Please transcribe every line of the material below verbatim, changing nothing.

** start of Raw data **

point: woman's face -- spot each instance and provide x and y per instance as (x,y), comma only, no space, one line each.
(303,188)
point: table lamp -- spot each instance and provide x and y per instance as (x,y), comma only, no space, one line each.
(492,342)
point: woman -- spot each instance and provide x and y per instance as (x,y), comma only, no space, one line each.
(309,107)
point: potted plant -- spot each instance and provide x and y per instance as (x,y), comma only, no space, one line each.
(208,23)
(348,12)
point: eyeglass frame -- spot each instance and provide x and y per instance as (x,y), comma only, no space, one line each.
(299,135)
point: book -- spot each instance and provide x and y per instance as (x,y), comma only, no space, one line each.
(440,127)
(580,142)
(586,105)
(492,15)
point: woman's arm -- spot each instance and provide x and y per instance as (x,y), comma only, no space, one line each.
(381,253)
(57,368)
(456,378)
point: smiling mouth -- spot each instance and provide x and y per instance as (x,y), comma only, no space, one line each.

** end of Raw data **

Written reply.
point: woman's face -- spot each instance and provide x and y per instance as (x,y), comma only, no space, one line each.
(303,188)
point: table lamp -- spot each instance and provide x and y per instance as (x,y), comma only, no space, one line each.
(492,342)
point: woman -- spot each instance and provide x and y per instance as (x,y), comma only, no space, one line each.
(309,107)
point: potted plant -- spot each instance and provide x and y per instance as (x,y), comma only, no space, one line each.
(208,23)
(348,12)
point: eyeglass frame -- spot each instance and provide x and y per instance as (x,y), comma only, no space, one line each.
(299,135)
point: book -- spot each instance and provide x and y per instance as (x,y), comma only, no space, one line each.
(440,127)
(580,142)
(586,105)
(492,15)
point: woman's arm -- spot each instance and provide x and y per instance as (x,y), comma only, no space, one line each.
(381,253)
(57,368)
(456,378)
point: smiling mouth -- spot each instance and provide x and y per instance as (x,y), comma only, no space, one line each.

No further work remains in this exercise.